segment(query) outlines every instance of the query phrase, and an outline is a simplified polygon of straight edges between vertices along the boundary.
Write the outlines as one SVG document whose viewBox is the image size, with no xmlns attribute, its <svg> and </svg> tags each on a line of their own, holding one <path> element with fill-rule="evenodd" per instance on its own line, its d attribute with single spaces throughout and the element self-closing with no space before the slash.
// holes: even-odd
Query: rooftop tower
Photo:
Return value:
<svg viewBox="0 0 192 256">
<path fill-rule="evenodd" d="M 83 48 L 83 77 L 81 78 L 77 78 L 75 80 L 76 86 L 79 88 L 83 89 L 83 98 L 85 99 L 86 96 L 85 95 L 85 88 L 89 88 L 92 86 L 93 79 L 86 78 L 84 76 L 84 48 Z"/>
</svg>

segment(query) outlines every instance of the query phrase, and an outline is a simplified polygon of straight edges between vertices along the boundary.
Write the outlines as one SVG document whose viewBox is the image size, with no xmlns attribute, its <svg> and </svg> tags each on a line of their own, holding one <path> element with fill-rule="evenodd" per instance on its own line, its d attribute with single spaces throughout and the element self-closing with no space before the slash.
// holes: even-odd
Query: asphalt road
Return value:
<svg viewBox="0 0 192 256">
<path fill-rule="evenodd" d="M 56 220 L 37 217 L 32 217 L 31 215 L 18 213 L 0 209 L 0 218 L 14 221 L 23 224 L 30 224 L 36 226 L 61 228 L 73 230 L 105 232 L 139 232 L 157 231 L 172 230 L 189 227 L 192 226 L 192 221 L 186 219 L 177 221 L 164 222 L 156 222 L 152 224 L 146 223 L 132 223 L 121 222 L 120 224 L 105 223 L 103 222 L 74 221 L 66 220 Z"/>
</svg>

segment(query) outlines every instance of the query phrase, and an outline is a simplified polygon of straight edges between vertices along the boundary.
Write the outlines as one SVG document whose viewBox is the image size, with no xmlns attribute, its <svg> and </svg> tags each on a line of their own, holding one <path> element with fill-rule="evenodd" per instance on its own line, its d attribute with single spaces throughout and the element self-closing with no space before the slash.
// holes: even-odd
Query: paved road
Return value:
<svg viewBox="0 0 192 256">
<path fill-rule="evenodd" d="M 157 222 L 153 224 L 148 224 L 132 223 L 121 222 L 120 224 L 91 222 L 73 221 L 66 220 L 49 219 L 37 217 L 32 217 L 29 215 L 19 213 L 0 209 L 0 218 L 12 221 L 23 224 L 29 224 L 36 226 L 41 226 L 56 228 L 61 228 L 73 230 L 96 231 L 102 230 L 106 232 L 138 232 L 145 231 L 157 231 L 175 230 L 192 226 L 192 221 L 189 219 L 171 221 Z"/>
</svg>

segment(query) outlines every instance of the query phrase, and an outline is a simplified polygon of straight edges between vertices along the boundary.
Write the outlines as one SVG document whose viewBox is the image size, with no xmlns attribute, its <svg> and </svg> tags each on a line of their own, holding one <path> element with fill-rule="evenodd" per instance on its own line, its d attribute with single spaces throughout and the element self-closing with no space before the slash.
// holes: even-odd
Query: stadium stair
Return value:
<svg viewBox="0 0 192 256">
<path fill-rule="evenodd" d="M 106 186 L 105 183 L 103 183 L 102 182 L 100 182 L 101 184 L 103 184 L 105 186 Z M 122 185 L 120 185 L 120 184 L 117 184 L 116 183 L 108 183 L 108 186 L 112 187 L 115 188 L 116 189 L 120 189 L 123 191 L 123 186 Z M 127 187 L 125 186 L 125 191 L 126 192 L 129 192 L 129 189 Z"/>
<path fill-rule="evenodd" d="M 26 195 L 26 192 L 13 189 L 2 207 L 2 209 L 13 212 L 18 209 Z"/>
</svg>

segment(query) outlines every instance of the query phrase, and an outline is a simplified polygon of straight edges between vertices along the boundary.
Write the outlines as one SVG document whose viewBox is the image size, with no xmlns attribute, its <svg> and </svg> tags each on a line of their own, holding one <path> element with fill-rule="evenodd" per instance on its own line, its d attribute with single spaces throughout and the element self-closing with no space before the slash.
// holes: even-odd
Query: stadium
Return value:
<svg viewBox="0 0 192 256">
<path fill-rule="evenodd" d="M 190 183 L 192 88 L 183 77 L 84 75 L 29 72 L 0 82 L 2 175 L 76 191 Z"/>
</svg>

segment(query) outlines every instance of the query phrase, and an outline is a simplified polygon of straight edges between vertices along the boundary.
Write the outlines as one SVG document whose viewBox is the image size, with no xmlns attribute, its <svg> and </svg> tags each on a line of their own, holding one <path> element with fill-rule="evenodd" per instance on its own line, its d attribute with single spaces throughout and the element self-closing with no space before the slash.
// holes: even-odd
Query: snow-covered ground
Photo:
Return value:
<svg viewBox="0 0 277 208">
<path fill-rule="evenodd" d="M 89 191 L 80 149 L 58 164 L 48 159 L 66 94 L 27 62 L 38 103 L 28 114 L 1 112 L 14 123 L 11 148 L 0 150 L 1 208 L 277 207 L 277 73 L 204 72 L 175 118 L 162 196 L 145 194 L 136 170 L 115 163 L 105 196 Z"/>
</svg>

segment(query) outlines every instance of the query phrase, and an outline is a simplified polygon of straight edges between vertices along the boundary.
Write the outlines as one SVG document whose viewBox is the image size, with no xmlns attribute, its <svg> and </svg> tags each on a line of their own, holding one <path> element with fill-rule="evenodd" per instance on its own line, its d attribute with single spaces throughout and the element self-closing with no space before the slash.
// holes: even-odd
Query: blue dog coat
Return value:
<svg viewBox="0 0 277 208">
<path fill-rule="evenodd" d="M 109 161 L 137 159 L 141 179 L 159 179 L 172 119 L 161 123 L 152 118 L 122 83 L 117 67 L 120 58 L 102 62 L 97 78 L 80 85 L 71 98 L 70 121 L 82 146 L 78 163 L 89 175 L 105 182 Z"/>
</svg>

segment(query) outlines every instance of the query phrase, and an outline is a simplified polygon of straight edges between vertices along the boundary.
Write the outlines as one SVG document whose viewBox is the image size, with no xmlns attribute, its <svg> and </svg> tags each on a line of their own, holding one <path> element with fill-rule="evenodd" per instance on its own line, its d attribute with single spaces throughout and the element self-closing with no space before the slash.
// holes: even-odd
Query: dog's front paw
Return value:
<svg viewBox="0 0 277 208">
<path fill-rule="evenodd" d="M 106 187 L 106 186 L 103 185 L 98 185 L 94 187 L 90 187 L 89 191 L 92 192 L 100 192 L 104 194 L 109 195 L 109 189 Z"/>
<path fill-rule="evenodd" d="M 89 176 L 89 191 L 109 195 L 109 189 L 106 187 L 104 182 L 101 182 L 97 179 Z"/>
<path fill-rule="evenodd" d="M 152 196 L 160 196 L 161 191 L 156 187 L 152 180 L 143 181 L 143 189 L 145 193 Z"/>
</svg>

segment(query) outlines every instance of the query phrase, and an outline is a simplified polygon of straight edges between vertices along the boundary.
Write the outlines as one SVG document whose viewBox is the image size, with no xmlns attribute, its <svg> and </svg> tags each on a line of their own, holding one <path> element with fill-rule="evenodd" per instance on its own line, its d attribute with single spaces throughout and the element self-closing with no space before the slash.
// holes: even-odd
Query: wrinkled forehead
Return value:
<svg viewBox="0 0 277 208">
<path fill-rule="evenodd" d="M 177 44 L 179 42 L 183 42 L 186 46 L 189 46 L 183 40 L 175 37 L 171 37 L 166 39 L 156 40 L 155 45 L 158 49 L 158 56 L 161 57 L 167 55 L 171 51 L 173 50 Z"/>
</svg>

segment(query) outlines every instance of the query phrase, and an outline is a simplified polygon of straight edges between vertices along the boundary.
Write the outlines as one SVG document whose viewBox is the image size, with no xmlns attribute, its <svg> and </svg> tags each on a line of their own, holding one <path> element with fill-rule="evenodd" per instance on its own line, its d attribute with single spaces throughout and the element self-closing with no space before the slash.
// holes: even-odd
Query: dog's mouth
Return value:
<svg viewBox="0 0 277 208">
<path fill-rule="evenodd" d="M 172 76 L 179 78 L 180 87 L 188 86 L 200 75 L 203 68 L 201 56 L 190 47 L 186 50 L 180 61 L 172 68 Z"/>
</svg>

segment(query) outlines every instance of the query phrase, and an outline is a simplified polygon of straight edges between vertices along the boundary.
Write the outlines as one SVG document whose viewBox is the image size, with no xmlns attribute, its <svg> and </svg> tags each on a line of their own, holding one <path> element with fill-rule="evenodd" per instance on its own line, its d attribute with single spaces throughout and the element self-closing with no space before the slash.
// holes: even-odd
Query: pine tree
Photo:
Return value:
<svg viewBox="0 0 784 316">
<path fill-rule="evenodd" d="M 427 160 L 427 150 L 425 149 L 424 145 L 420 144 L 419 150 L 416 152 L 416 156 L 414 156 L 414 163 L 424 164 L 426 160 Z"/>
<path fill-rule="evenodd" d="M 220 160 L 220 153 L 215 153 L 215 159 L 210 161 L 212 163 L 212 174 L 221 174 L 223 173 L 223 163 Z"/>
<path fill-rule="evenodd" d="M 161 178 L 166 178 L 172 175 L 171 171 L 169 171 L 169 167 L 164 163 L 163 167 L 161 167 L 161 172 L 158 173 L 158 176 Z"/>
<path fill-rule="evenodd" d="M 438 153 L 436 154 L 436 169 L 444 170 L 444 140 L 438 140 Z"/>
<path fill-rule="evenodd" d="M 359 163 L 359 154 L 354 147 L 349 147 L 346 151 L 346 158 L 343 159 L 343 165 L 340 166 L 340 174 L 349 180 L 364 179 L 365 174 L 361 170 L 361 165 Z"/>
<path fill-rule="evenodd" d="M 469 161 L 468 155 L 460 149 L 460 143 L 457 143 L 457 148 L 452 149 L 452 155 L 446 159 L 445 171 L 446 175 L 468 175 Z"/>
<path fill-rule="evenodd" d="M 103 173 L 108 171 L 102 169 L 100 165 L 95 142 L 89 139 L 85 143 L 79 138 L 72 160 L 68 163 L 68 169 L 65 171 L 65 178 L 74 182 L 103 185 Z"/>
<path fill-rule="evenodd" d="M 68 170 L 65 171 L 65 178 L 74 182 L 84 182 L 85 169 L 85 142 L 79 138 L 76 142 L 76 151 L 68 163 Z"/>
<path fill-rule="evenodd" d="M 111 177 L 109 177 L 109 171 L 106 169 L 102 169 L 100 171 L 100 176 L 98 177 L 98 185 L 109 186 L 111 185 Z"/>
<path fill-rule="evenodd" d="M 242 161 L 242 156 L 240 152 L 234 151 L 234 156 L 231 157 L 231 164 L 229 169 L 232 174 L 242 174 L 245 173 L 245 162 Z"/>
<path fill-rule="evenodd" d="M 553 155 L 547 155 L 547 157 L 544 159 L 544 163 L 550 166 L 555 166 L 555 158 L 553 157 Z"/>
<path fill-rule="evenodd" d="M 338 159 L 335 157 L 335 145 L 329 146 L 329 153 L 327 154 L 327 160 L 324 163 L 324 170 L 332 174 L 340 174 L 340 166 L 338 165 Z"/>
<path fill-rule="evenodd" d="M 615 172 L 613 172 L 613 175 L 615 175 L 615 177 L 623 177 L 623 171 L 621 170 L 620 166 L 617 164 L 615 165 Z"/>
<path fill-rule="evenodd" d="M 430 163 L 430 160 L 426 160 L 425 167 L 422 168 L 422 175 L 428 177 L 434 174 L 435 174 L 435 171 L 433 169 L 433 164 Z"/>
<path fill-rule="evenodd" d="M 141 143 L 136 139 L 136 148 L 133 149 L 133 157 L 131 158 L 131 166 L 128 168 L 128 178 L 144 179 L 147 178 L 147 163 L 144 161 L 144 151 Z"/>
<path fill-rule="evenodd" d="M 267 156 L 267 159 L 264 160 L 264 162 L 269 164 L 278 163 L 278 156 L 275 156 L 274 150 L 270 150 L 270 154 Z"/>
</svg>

● ● ●

• **TASK TO COMPLETE**: Give the number of lines in the data above that contain the string "road", matching case exactly. Reply with the number only.

• **RESPONSE TO THIS EXERCISE**: 2